#### Texte
━━━━━━━━
(OPINION) La lutte des infirmières contre le temps supplémentaire obligatoire

TRIBUNE LIBRE. Le Québec compte plus de 75,000 infirmiers (es). Membres d’un ordre professionnel investi d’un acte exclusif, les infirmières sont incontournables dans le système de santé. L’imposition du temps supplémentaire obligatoire tire sa légitimité d’une part des besoins d’une population vieillissante et d’autre part de contraintes légales ou administratives qui affectent les ressources en nursing.

L’Ordre des infirmières et infirmiers du Québec (OIIQ) a exercé une influence déterminante dans la mise en place de ratios infirmières-patients dans le cadre d’un objectif de protection de public.

En outre, s’est ajouté un accord patronal-syndical sur le rehaussement des postes à temps complet. Ainsi, la convention collective des infirmières (2016-2020) a établi une cible nationale d’augmentation des postes à plein temps au niveau de 62% de la force active concernée. Cette cible n’est pas atteinte dans l’ensemble des institutions mais les parties y travaillent dans le cadre d’un comité paritaire national. Ensuite, la recherche d’une meilleure adéquation travail-famille a créé une pression en faveur de la régularisation des horaires de travail.

Ainsi, le recours aux salariés à temps partiel, afin de pourvoir à une pénurie d’infirmières en urgence, s’avère difficile du simple fait que celles-ci doivent être informées, au moins cinq jours à l’avance, selon la Loi sur les normes (art. 59), du moment où elles seraient requises de travailler.

Les ratios infirmières-patients et la valorisation des postes à temps complet ont réduit inévitablement le bassin d’infirmières à temps partiel ou occasionnel dans lequel les directions d’établissement puisaient, pour remplacer des infirmières absentes ou en ajouter lors de surcroits de travail. Les employeurs priorisent alors le temps supplémentaire obligatoire car ils doivent composer avec une flexibilité opérationnelle moins accessible qu’auparavant.
━━━━━━━━
Descriptions de zones en langage naturel

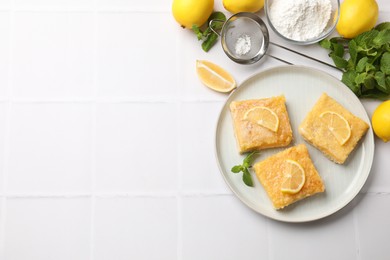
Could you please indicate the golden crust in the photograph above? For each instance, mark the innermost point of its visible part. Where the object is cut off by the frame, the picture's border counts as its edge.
(251, 136)
(270, 174)
(317, 134)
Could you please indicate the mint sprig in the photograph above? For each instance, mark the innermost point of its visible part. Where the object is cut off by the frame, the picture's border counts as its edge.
(244, 168)
(366, 70)
(207, 36)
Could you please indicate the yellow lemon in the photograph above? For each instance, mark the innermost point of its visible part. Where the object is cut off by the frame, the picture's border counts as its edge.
(192, 12)
(236, 6)
(356, 17)
(214, 76)
(381, 121)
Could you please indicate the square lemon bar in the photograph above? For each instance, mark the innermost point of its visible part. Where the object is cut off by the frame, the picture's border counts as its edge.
(332, 129)
(261, 123)
(273, 171)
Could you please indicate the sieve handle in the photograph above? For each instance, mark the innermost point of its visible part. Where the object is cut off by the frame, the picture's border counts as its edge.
(211, 27)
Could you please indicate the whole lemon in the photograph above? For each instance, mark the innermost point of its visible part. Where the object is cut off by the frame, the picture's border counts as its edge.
(381, 121)
(192, 12)
(236, 6)
(356, 17)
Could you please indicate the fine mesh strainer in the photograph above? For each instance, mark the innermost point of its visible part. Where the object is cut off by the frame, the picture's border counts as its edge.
(250, 24)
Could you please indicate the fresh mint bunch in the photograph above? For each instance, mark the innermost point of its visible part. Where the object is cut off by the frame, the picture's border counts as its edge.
(244, 168)
(208, 37)
(364, 60)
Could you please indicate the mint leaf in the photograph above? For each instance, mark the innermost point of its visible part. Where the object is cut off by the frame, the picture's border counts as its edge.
(381, 80)
(352, 46)
(382, 38)
(208, 37)
(385, 63)
(369, 82)
(248, 159)
(338, 61)
(247, 178)
(365, 39)
(360, 67)
(236, 168)
(244, 168)
(367, 67)
(197, 31)
(348, 79)
(338, 49)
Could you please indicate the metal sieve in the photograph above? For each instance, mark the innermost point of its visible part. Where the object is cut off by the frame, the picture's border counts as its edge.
(250, 24)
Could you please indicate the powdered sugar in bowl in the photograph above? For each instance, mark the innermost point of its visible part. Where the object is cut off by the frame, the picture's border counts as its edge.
(302, 21)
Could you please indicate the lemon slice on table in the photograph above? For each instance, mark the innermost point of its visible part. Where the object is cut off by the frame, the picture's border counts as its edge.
(215, 77)
(294, 177)
(264, 117)
(337, 125)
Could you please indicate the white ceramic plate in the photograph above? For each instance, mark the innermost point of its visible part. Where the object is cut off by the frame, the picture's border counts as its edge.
(302, 86)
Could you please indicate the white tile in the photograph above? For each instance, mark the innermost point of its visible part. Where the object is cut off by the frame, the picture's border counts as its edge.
(136, 61)
(136, 147)
(164, 5)
(48, 228)
(54, 3)
(221, 227)
(4, 53)
(53, 54)
(135, 228)
(3, 127)
(372, 212)
(331, 238)
(379, 178)
(50, 147)
(198, 166)
(5, 4)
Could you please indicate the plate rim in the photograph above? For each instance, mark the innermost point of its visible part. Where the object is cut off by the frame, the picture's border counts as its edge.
(357, 189)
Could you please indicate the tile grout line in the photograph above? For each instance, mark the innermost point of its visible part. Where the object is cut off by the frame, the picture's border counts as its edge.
(7, 136)
(94, 134)
(357, 236)
(179, 243)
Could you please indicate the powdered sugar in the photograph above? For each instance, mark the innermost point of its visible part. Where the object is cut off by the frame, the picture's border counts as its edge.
(300, 20)
(243, 45)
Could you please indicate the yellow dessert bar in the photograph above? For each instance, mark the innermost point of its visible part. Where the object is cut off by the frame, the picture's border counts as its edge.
(273, 131)
(321, 134)
(272, 171)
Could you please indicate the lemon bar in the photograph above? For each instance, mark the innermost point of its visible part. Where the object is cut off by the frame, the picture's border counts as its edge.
(272, 171)
(261, 123)
(335, 141)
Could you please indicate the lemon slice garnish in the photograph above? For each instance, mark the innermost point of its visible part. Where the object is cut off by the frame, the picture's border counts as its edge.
(264, 117)
(293, 177)
(215, 77)
(337, 125)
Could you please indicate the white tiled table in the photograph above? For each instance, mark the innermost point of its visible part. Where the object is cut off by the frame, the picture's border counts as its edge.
(107, 145)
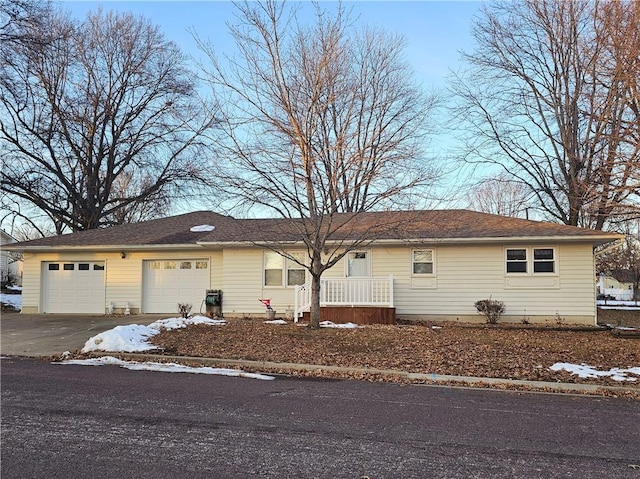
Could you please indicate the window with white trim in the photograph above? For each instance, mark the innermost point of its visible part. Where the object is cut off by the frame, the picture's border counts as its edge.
(422, 262)
(296, 273)
(273, 268)
(544, 260)
(530, 260)
(517, 260)
(280, 271)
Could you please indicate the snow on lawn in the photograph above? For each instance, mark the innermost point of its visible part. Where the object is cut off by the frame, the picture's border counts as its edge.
(133, 338)
(164, 367)
(586, 371)
(13, 300)
(614, 304)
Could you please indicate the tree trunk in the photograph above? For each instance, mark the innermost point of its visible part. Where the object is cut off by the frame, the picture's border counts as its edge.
(314, 312)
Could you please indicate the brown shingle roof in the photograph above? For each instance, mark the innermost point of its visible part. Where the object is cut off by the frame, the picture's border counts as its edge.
(391, 225)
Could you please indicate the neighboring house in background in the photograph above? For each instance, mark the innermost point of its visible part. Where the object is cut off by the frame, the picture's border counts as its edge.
(10, 267)
(435, 268)
(609, 286)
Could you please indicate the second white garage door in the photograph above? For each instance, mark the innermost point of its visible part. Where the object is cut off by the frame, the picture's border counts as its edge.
(169, 282)
(73, 287)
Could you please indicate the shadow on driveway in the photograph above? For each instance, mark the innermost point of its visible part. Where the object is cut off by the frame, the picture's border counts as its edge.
(52, 334)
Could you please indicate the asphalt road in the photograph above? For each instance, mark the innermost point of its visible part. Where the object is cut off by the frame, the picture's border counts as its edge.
(105, 422)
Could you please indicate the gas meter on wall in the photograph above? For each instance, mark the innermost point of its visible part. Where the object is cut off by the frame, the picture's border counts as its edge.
(213, 302)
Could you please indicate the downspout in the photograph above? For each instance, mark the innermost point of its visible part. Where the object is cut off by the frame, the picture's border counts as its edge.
(614, 244)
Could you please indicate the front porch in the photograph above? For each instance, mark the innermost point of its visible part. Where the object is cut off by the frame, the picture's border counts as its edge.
(362, 300)
(355, 314)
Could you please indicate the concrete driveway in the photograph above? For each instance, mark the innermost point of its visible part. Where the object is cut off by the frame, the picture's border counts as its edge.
(52, 334)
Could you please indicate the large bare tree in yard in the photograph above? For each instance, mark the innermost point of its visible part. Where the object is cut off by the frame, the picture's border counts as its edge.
(500, 195)
(322, 122)
(623, 262)
(99, 120)
(552, 97)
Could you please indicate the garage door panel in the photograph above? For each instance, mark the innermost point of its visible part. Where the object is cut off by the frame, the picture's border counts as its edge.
(169, 282)
(73, 287)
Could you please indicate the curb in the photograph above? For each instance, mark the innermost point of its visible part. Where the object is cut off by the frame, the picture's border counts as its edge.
(442, 379)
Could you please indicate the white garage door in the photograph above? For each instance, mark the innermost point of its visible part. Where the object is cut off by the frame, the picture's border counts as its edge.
(73, 287)
(169, 282)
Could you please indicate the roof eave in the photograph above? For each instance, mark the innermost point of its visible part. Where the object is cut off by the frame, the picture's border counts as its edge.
(126, 247)
(592, 239)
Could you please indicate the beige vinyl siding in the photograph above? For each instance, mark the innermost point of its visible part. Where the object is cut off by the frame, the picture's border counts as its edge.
(31, 283)
(244, 285)
(464, 274)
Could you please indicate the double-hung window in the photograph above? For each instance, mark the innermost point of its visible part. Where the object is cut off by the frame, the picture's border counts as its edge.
(531, 261)
(517, 260)
(422, 262)
(281, 271)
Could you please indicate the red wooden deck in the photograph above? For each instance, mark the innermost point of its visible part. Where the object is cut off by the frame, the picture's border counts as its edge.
(356, 314)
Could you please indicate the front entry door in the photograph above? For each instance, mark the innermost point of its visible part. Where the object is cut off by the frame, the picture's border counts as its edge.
(358, 264)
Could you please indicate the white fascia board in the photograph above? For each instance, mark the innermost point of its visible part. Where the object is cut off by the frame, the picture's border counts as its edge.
(599, 239)
(125, 247)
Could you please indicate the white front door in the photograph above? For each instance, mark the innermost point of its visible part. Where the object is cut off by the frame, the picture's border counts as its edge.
(358, 264)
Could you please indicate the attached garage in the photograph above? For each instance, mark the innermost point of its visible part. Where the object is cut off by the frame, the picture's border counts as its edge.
(169, 282)
(73, 287)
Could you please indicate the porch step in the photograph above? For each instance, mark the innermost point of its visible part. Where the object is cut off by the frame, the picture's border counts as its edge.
(355, 314)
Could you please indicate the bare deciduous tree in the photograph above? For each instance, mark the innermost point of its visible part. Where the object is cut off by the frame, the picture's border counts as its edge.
(99, 102)
(323, 120)
(500, 196)
(552, 97)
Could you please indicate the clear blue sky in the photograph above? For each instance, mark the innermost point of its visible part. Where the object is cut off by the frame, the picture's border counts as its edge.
(435, 30)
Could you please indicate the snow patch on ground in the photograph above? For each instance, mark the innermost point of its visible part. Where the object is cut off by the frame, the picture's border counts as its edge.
(133, 338)
(329, 324)
(585, 371)
(13, 300)
(164, 367)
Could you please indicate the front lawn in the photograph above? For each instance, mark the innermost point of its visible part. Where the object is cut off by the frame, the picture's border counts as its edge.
(484, 351)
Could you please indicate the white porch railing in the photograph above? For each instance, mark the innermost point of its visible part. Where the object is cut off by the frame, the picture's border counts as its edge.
(346, 292)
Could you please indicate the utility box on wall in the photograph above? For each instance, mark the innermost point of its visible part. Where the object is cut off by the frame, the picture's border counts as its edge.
(213, 303)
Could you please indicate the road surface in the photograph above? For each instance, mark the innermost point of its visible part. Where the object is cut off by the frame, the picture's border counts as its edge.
(105, 422)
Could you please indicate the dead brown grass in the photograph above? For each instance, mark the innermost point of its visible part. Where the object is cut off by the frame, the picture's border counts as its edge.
(484, 351)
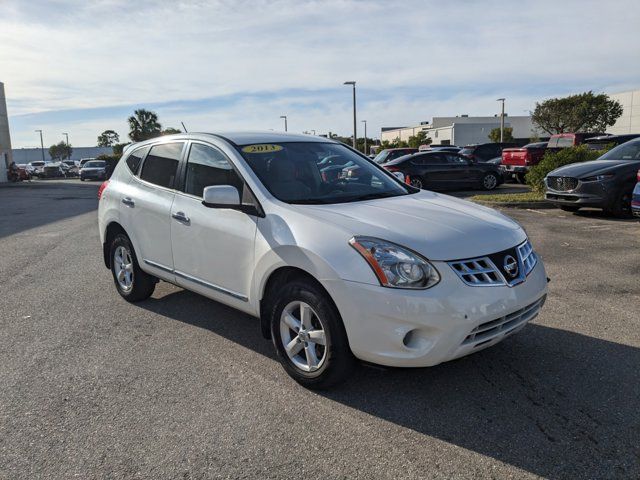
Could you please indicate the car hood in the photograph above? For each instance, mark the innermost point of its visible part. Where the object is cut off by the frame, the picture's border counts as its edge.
(440, 227)
(594, 167)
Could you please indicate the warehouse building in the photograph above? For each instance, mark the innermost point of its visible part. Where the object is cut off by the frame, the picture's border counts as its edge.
(465, 130)
(5, 139)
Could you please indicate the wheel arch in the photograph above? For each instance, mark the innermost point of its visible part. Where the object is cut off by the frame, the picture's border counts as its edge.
(278, 277)
(113, 229)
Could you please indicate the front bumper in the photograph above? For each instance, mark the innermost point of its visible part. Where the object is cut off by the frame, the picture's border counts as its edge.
(420, 328)
(586, 194)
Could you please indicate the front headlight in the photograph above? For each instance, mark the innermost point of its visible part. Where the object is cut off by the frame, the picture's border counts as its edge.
(396, 266)
(598, 178)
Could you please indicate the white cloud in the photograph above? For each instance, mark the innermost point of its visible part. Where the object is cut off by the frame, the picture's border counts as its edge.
(413, 58)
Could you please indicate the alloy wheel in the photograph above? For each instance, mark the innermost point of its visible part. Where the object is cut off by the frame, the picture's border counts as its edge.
━━━━━━━━
#### Consignes
[1] Relevez toutes les valeurs écrites en chiffres dans la tribune sur le temps supplémentaire obligatoire, telles qu'elles y figurent.
[2] Recopiez le passage de la tribune sur le temps supplémentaire obligatoire qui va de "Les ratios infirmières-patients" jusqu'à "moins accessible qu’auparavant." inclus.
[3] Rédigez la suite de la tribune sur le temps supplémentaire obligatoire, à partir de sa dernière phrase.

#### Réponses attendues
[1]
75,000
2016-2020
62%
59

[2]
Les ratios infirmières-patients et la valorisation des postes à temps complet ont réduit inévitablement le bassin d’infirmières à temps partiel ou occasionnel dans lequel les directions d’établissement puisaient, pour remplacer des infirmières absentes ou en ajouter lors de surcroits de travail. Les employeurs priorisent alors le temps supplémentaire obligatoire car ils doivent composer avec une flexibilité opérationnelle moins accessible qu’auparavant.

[3]
La Loi sur les normes, à son article 59, autorise toutefois un salarié à « refuser de travailler plus de deux (2) heures au-delà de ses heures habituelles quotidiennes de travail » en ajoutant toutefois que cela ne s’applique pas « lorsqu’il y a danger pour la vie, la santé ou la sécurité des travailleurs ou de la population ». Or une unité de soins est justement remplie de patients dont plusieurs sont souvent en danger de mort, ce qui n’accrédite pas l’intention des infirmières de refuser le temps supplémentaire. Et comme si tout cela n’était pas assez, s’ajoute l’article 1 de leur Code de déontologie libellé ainsi : « L’infirmière ou l’infirmier doit porter secours à celui dont la vie est en péril … en lui apportant l’aide nécessaire et immédiate … ».

Quant à la décision du Tribunal administratif du travail du 5 avril 2019 rendue par la juge administrative Hélène Bédard, (CQ-2019-1832 FIQ c CPNSSS), elle conclut que le refus de temps supplémentaire risque de porter préjudice « à un service auquel le public a droit ».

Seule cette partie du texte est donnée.